### EXERCISE
Rewrite every line of the items below as a numbered list, leaving out any blank lines.

### DATA SHOWN
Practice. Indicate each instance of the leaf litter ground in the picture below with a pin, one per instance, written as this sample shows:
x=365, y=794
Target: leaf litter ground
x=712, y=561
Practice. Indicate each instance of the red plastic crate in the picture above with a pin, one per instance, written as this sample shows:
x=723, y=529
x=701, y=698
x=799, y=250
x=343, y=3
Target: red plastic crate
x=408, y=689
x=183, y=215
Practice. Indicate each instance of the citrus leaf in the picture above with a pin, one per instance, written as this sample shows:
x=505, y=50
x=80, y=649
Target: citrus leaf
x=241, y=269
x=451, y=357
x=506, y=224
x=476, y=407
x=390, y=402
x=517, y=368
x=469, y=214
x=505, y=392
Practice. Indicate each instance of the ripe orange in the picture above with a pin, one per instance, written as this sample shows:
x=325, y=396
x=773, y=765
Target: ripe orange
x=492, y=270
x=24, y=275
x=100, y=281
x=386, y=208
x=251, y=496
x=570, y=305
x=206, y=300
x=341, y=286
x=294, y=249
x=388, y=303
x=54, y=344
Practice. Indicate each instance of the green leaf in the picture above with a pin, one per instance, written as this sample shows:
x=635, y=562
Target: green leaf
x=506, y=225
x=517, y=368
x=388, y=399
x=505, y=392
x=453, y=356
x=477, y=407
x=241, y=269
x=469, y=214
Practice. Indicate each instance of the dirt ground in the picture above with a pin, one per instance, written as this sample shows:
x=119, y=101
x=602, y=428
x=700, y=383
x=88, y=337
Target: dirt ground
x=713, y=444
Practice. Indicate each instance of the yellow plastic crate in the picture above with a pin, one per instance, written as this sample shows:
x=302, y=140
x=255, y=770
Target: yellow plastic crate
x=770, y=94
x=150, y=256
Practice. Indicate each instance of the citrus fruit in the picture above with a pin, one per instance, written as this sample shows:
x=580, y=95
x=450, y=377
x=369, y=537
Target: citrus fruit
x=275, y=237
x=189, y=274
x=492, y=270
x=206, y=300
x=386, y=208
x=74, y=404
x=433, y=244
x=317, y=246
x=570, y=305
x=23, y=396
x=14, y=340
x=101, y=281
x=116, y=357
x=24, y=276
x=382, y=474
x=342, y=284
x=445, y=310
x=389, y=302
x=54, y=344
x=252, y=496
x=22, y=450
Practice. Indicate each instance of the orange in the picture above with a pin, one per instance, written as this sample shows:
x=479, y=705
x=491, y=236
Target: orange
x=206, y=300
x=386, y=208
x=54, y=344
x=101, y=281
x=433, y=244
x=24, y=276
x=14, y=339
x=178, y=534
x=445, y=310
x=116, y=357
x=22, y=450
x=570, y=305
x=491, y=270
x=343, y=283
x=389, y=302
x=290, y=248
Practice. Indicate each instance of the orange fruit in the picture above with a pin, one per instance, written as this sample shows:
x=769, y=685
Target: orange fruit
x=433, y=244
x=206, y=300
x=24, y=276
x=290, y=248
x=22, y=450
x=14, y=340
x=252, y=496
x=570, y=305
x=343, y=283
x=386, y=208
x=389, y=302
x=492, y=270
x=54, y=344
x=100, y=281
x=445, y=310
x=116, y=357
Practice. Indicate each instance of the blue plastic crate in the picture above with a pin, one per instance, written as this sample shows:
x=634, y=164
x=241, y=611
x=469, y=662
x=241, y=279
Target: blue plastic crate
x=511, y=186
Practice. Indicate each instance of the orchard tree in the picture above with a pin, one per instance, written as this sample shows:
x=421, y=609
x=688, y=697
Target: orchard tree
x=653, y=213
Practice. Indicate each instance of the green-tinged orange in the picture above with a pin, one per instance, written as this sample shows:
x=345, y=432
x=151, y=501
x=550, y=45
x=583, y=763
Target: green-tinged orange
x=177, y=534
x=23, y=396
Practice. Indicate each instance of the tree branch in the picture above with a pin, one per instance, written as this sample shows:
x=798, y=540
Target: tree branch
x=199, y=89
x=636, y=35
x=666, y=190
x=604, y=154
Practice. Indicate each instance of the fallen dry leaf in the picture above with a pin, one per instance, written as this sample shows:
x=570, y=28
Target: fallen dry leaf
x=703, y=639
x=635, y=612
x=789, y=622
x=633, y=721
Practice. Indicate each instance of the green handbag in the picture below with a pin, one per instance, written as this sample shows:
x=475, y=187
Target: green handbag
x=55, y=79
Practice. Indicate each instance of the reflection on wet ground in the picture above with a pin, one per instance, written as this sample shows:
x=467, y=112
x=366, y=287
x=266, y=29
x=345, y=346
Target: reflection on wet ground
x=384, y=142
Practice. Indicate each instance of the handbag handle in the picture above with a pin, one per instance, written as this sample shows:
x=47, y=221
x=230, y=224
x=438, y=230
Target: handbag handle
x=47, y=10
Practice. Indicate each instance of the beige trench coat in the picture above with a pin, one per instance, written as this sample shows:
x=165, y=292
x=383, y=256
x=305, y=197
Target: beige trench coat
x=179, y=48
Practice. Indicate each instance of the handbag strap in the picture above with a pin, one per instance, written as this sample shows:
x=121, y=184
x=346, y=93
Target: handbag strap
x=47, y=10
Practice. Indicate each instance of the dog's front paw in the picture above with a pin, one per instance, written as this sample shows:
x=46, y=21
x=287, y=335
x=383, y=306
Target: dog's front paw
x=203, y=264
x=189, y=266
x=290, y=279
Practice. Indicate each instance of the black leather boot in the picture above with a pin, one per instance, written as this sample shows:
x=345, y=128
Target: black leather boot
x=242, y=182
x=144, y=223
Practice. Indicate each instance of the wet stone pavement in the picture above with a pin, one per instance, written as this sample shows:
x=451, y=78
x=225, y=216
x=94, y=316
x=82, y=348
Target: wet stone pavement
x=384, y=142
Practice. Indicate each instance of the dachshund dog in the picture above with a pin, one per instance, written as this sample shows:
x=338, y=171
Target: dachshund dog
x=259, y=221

### OUTPUT FOR THIS TASK
1. Practice. Indicate each instance of the leaf litter ground in the picture below with a pin, one per instance, written as this sample shows:
2. x=365, y=794
3. Target: leaf litter ground
4. x=712, y=561
5. Practice. Indicate each instance of the red plastic crate in the picture above with a pin, one per instance, written as this sample shows:
6. x=723, y=529
7. x=701, y=698
8. x=799, y=250
9. x=343, y=3
10. Target: red plastic crate
11. x=408, y=689
12. x=183, y=215
13. Practice. Indicate each instance of the citrus leaf in the picture above with a pin, one per instance, written as this sample shows:
14. x=505, y=50
15. x=80, y=649
16. Target: citrus leaf
17. x=241, y=269
18. x=451, y=357
19. x=506, y=224
20. x=476, y=407
21. x=390, y=402
22. x=517, y=368
23. x=469, y=214
24. x=505, y=392
25. Practice. Indicate each instance of the ripe orange in the picture above with a pin, one per instance, written as this sample shows:
26. x=325, y=396
27. x=773, y=765
28. Target: ripe orange
29. x=492, y=270
30. x=24, y=275
31. x=100, y=281
32. x=386, y=208
33. x=251, y=496
34. x=570, y=305
35. x=206, y=300
36. x=341, y=286
37. x=294, y=249
38. x=388, y=303
39. x=54, y=344
40. Practice. Indicate each instance of the green leaf in the picture above with a pin, one per instance, written as this sample shows:
41. x=635, y=562
42. Target: green leaf
43. x=506, y=225
44. x=517, y=368
45. x=388, y=399
46. x=505, y=392
47. x=453, y=356
48. x=477, y=407
49. x=241, y=269
50. x=469, y=214
51. Practice. Indicate each instance of the dirt ground in the picture above with a pin, one per instance, written as this sample shows:
52. x=119, y=101
53. x=602, y=428
54. x=700, y=383
55. x=88, y=337
56. Target: dirt ground
57. x=713, y=444
58. Practice. Indicate each instance of the yellow plastic crate in the picture above with a pin, one per instance, written as this sample shows:
59. x=302, y=140
60. x=255, y=770
61. Target: yellow plastic crate
62. x=770, y=94
63. x=150, y=256
64. Practice. Indicate each instance of the citrus fruit in the picture above with a pin, one per instance, written as this sample shows:
65. x=580, y=95
66. x=450, y=377
67. x=369, y=537
68. Target: citrus fruit
69. x=275, y=237
70. x=189, y=274
71. x=492, y=270
72. x=206, y=300
73. x=386, y=208
74. x=74, y=404
75. x=433, y=244
76. x=317, y=246
77. x=570, y=305
78. x=23, y=396
79. x=14, y=340
80. x=101, y=281
81. x=116, y=357
82. x=24, y=276
83. x=382, y=474
84. x=342, y=284
85. x=445, y=310
86. x=389, y=302
87. x=54, y=344
88. x=252, y=496
89. x=22, y=450
90. Practice. Indicate each instance of the orange in the picture above with a pin, one per instance, written as this sample shows:
91. x=479, y=705
92. x=491, y=236
93. Target: orange
94. x=206, y=300
95. x=386, y=208
96. x=54, y=344
97. x=101, y=281
98. x=433, y=244
99. x=24, y=276
100. x=14, y=339
101. x=178, y=534
102. x=445, y=310
103. x=116, y=357
104. x=22, y=450
105. x=570, y=305
106. x=491, y=270
107. x=343, y=283
108. x=389, y=302
109. x=290, y=248
110. Practice. Indicate each instance of the orange fruit in the picture above with a pin, one per instance, written as this sample shows:
111. x=769, y=685
112. Target: orange fruit
113. x=433, y=244
114. x=206, y=300
115. x=24, y=276
116. x=290, y=248
117. x=22, y=450
118. x=14, y=340
119. x=252, y=496
120. x=570, y=305
121. x=343, y=283
122. x=386, y=208
123. x=389, y=302
124. x=492, y=270
125. x=54, y=344
126. x=100, y=281
127. x=445, y=310
128. x=116, y=357
129. Practice. Indicate each instance of the blue plastic crate in the picture above with a pin, one per instance, written as this sample shows:
130. x=634, y=164
131. x=241, y=611
132. x=469, y=662
133. x=241, y=279
134. Target: blue plastic crate
135. x=511, y=186
136. Practice. Indicate each instance of the orchard tree in the picture above with a pin, one per instance, written as this sample shows:
137. x=421, y=609
138. x=688, y=697
139. Target: orchard tree
140. x=653, y=213
141. Practice. Indicate each instance of the green-tinged orange in the picture above with a pin, one per instance, written as this sample shows:
142. x=345, y=432
143. x=151, y=501
144. x=550, y=45
145. x=583, y=763
146. Target: green-tinged orange
147. x=177, y=534
148. x=23, y=396
149. Practice. Indicate each instance of the tree branch in the picture above with a pin, one per instance, written as this sample shows:
150. x=798, y=540
151. Target: tree branch
152. x=199, y=89
153. x=636, y=35
154. x=666, y=190
155. x=604, y=154
156. Practice. Indicate each instance of the fallen dry leaf in the picture above with a pin, one per instance, written as this sample shows:
157. x=570, y=28
158. Target: fallen dry leaf
159. x=703, y=639
160. x=635, y=612
161. x=789, y=622
162. x=633, y=721
163. Practice. Indicate each instance of the green handbag in the picture below with a pin, one per instance, written as this sample shows:
164. x=475, y=187
165. Target: green handbag
166. x=55, y=79
167. Practice. Indicate each instance of the reflection on wet ground in the picture above with a pin, one per instance, written as this sample shows:
168. x=467, y=112
169. x=366, y=287
170. x=266, y=29
171. x=345, y=346
172. Target: reflection on wet ground
173. x=384, y=142
174. Practice. Indicate each instance of the handbag handle in the picture above with a pin, one per instance, written as this sample shows:
175. x=47, y=221
176. x=230, y=224
177. x=438, y=230
178. Target: handbag handle
179. x=47, y=10
180. Practice. Indicate each instance of the beige trench coat in the picture above with a pin, one per instance, written as this sample shows:
181. x=165, y=292
182. x=383, y=256
183. x=305, y=197
184. Target: beige trench coat
185. x=179, y=48
186. Practice. Indicate each instance of the handbag strap in the picture above with a pin, one per instance, written as this sample shows:
187. x=121, y=184
188. x=346, y=93
189. Target: handbag strap
190. x=47, y=10
191. Practice. Indicate each instance of the dog's front paw in the picture above with a pin, one per instance, written as this sample shows:
192. x=46, y=21
193. x=287, y=335
194. x=383, y=306
195. Target: dog's front paw
196. x=203, y=264
197. x=189, y=266
198. x=290, y=279
199. Practice. Indicate each instance of the black leather boot in the picture above with a pin, one per instance, written as this sample shows:
200. x=345, y=128
201. Target: black leather boot
202. x=242, y=182
203. x=144, y=223
204. Practice. Indicate each instance of the wet stone pavement in the picture above with a pin, one per instance, written as this sample shows:
205. x=451, y=78
206. x=225, y=216
207. x=94, y=316
208. x=82, y=348
209. Target: wet stone pavement
210. x=384, y=142
211. Practice. Indicate each instance of the dachshund dog in the picture above with a pin, one per instance, written as this sample shows:
212. x=338, y=171
213. Target: dachshund dog
214. x=259, y=221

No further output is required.